---- DATA FOR THE TASK

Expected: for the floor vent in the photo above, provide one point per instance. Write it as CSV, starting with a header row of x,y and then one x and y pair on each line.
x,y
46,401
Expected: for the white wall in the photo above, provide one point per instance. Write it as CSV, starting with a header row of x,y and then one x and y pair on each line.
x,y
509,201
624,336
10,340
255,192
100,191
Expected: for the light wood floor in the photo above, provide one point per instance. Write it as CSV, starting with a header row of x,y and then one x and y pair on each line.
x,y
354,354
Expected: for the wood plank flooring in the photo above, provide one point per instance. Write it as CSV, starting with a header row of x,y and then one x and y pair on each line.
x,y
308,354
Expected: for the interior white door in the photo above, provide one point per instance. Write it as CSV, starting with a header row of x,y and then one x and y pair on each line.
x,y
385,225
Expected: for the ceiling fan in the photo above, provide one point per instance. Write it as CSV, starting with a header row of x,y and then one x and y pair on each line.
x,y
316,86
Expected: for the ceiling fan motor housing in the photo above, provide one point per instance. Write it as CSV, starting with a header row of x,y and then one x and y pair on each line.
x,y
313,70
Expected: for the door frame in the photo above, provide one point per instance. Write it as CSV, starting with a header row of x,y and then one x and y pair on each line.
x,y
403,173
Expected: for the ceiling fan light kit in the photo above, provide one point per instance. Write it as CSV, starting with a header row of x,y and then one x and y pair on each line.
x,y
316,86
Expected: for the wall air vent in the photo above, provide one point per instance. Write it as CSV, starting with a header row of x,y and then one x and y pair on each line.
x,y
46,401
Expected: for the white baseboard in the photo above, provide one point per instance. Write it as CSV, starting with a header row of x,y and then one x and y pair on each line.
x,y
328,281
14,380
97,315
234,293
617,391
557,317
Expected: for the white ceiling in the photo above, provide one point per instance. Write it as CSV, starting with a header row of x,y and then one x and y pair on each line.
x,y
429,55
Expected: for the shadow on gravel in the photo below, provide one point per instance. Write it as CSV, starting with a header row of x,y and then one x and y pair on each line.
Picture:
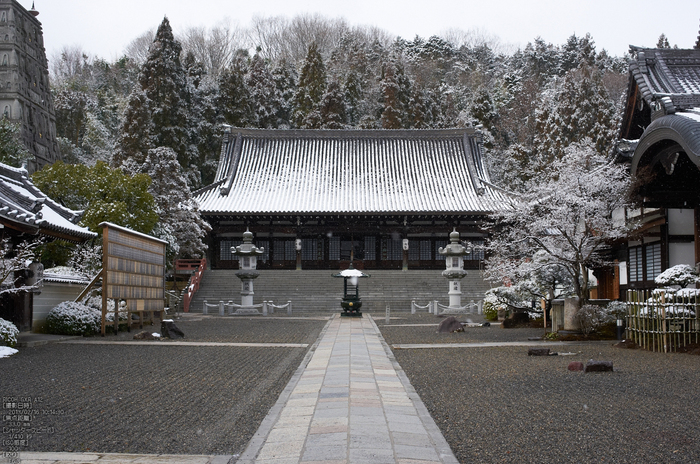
x,y
499,405
157,399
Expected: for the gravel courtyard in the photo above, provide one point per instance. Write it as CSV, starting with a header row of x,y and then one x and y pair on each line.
x,y
492,404
159,399
499,405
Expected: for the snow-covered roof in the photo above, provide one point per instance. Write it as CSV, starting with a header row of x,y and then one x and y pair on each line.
x,y
670,76
64,275
351,172
24,207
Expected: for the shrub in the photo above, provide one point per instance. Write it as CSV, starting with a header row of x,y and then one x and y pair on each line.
x,y
8,333
616,310
590,317
681,275
69,318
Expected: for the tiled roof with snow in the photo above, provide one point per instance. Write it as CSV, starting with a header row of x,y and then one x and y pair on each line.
x,y
351,172
25,207
670,73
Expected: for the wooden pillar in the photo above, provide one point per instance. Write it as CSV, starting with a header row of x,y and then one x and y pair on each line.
x,y
697,234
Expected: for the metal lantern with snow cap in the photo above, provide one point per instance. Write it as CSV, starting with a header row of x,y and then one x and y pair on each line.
x,y
454,254
351,302
248,260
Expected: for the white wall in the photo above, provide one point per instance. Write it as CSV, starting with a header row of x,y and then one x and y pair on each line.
x,y
51,295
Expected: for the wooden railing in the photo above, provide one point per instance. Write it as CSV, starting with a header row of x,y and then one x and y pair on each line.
x,y
198,265
661,321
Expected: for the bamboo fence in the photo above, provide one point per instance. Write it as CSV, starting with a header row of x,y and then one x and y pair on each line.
x,y
663,321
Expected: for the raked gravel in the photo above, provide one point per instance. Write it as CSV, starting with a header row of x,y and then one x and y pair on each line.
x,y
500,405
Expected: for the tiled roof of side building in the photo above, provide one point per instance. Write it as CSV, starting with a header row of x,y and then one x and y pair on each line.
x,y
671,73
351,172
24,207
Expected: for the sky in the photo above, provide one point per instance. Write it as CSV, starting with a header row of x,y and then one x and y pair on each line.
x,y
103,28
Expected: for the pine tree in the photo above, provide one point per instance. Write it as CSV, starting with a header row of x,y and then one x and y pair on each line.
x,y
234,97
136,133
164,81
394,110
580,109
264,95
332,108
310,91
180,223
663,42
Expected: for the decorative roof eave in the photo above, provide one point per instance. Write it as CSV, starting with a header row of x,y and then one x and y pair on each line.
x,y
350,172
23,207
684,129
650,69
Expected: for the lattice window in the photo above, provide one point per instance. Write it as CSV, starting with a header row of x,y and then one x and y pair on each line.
x,y
309,249
334,249
370,248
635,264
225,253
439,244
653,253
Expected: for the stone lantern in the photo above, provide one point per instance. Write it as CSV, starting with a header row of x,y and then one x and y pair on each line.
x,y
351,302
248,260
454,254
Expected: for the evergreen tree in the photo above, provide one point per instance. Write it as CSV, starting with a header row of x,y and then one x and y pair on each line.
x,y
164,81
180,223
136,134
396,95
663,42
310,90
332,108
580,109
264,95
12,150
104,193
234,98
284,76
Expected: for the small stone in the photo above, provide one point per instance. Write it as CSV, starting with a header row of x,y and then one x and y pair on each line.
x,y
145,335
629,344
598,366
575,366
169,330
450,325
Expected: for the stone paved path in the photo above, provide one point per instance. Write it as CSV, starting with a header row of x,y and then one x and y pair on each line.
x,y
352,403
349,402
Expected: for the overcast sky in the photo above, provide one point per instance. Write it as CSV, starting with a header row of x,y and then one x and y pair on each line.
x,y
104,28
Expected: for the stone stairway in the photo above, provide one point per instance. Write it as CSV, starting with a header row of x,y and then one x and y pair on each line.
x,y
311,290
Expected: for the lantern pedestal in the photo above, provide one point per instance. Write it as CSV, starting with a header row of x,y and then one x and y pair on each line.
x,y
248,258
454,254
351,302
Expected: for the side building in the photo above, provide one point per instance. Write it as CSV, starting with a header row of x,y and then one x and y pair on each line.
x,y
319,199
661,133
25,95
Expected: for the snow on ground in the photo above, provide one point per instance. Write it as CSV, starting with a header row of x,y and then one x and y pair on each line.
x,y
6,351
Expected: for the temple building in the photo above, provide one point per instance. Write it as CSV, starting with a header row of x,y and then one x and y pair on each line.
x,y
25,95
660,133
319,199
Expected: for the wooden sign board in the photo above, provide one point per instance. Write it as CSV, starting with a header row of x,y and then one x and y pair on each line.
x,y
133,271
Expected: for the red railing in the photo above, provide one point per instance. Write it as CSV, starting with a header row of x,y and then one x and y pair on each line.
x,y
198,265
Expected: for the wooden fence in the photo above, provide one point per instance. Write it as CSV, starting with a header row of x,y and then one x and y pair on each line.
x,y
661,321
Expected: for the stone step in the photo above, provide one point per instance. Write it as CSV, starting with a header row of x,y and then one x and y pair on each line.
x,y
311,290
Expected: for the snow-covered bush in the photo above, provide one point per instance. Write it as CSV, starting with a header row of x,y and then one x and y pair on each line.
x,y
593,317
681,275
8,333
70,318
616,310
492,305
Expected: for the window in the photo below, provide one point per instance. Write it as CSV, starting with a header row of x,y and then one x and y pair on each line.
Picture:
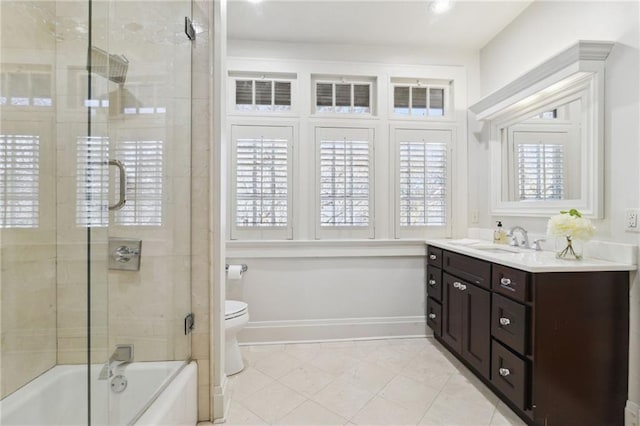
x,y
343,96
540,171
345,176
144,162
261,181
262,94
92,181
19,181
420,99
422,170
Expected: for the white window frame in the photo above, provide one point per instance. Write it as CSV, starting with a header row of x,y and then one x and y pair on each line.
x,y
344,231
436,134
234,76
286,131
360,80
447,101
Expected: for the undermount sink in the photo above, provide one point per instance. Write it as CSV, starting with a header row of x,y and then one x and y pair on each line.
x,y
495,248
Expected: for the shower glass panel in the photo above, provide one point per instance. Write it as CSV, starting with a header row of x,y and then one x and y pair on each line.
x,y
83,83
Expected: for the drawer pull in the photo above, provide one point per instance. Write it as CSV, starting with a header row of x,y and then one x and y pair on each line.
x,y
505,321
504,372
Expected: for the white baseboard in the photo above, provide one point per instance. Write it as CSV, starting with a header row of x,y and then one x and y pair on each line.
x,y
220,402
333,329
632,414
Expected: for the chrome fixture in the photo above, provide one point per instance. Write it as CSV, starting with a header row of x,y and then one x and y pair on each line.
x,y
514,239
122,355
245,268
124,254
535,245
123,185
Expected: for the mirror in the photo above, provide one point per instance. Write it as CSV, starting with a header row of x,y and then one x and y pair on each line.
x,y
541,155
545,133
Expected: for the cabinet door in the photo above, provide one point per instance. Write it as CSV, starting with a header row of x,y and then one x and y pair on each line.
x,y
476,327
452,312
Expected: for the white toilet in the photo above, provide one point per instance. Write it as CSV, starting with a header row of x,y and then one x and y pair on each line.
x,y
236,316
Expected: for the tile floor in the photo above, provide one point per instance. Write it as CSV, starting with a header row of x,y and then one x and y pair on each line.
x,y
374,382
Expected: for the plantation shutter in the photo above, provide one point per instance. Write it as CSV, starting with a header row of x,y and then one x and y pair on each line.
x,y
143,160
540,171
92,181
262,179
19,181
422,178
344,186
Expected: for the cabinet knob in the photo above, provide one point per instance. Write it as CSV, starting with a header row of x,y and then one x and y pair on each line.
x,y
505,321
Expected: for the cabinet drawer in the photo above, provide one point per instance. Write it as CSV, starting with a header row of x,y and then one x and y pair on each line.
x,y
434,283
510,375
475,271
434,256
509,323
510,282
434,316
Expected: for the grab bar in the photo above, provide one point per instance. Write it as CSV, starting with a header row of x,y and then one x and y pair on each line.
x,y
245,268
123,185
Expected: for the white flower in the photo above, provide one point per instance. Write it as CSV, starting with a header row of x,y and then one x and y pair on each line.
x,y
567,225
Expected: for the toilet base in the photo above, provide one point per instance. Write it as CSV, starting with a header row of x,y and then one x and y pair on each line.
x,y
233,363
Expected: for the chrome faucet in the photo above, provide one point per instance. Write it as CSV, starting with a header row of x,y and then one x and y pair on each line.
x,y
514,239
122,355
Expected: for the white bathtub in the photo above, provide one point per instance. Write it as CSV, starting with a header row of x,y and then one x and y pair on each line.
x,y
59,397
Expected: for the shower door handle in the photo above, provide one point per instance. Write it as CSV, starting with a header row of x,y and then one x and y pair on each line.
x,y
123,184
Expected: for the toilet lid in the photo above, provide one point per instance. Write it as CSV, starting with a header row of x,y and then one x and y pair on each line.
x,y
234,308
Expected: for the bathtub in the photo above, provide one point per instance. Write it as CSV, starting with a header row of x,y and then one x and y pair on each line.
x,y
157,393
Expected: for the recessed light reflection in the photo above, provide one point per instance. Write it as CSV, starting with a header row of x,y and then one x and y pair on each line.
x,y
440,6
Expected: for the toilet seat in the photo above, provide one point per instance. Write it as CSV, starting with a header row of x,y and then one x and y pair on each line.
x,y
234,309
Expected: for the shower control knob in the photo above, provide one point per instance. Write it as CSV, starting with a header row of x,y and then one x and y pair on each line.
x,y
124,254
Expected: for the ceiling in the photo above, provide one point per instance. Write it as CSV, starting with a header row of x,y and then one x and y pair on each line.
x,y
470,24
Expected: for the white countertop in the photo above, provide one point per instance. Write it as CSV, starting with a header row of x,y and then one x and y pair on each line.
x,y
525,259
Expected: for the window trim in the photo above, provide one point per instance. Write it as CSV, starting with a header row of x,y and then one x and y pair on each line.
x,y
447,101
261,233
234,76
422,231
344,232
334,79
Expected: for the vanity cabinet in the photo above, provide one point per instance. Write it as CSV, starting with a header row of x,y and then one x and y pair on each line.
x,y
552,345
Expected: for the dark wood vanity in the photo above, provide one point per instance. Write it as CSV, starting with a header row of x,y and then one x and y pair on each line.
x,y
552,345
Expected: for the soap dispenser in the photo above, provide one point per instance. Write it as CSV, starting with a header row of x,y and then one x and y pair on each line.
x,y
499,236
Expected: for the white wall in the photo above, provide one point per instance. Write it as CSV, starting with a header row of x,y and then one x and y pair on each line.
x,y
542,30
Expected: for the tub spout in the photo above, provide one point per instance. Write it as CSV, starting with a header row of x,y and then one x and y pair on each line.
x,y
122,355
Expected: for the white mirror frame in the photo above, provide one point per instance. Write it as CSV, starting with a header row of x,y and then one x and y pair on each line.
x,y
576,73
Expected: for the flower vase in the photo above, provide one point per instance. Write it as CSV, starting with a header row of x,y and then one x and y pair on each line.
x,y
568,248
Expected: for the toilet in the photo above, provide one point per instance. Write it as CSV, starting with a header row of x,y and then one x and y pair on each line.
x,y
236,316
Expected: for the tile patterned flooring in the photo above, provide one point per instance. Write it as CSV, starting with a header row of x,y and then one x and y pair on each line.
x,y
372,382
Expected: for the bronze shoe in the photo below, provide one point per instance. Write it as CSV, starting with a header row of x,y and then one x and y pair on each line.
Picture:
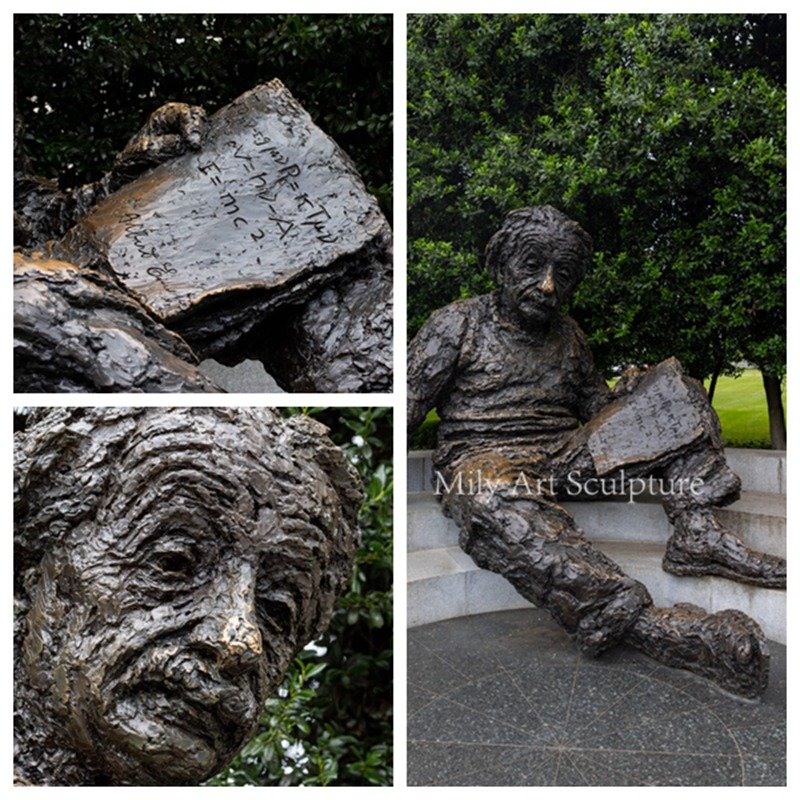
x,y
701,545
727,647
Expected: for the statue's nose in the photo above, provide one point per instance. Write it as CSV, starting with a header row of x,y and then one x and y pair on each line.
x,y
548,284
230,631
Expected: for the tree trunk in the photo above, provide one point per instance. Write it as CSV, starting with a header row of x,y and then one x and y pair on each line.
x,y
777,420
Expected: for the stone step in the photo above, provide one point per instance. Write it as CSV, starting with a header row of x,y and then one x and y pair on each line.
x,y
760,470
759,519
444,583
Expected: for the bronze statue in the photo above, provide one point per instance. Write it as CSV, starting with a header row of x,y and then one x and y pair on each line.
x,y
249,235
169,565
525,418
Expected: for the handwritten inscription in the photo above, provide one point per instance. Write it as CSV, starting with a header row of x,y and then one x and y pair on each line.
x,y
655,421
268,200
296,210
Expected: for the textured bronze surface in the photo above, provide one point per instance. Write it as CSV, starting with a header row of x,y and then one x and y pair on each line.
x,y
525,416
76,330
169,564
249,234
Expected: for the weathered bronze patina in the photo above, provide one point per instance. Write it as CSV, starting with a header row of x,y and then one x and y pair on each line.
x,y
169,564
524,415
253,236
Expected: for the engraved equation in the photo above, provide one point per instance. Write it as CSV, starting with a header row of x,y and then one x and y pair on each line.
x,y
266,199
658,420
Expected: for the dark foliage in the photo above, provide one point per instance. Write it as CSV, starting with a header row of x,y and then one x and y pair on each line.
x,y
331,722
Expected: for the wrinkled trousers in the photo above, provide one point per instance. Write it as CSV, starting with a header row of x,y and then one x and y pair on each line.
x,y
505,500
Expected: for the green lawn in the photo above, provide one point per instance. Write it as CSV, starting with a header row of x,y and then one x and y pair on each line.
x,y
742,408
740,403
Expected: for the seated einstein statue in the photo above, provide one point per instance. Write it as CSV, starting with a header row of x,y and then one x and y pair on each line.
x,y
168,566
524,414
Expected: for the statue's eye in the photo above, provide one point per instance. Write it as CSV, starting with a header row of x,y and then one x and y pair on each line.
x,y
178,564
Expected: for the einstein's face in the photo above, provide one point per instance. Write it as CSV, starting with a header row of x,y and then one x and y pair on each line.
x,y
182,606
537,279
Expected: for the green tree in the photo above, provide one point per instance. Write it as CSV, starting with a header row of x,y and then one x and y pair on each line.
x,y
330,724
663,135
85,83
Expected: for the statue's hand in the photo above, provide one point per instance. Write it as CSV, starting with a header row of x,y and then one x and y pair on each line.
x,y
629,380
170,131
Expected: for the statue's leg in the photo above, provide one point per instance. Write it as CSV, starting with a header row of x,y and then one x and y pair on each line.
x,y
700,481
535,544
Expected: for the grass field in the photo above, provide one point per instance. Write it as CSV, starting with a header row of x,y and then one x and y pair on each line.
x,y
742,408
740,403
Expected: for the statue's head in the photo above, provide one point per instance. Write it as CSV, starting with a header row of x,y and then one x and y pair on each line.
x,y
537,258
169,566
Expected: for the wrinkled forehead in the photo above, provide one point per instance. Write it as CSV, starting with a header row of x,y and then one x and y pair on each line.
x,y
210,478
536,246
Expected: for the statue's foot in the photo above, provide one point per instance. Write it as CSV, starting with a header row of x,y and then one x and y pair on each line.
x,y
727,647
700,545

--------

■ PROBLEM TO SOLVE ■
Repeat, character for character, the lines from the one that holds "Expected: for the statue's head" to the final line of the material, inclusive, and no other lines.

■ RESPONSE ■
Expected: for the statue's head in the photo above, provide one point per instance. Write it as CSV, starting with a header row of x,y and then one x and y pair on each line.
x,y
537,258
169,566
Expected: for the wrinkled forehead in the photo above, provide one point per instance. Write it as CSV, starting with a header row of x,y and then one x and y pair on each line.
x,y
210,478
536,246
Expected: for the statue's foot in the photo above, provide one point per instance. Write it as CSV, starting with a header row of x,y and then one x and y pair on each line.
x,y
727,647
700,545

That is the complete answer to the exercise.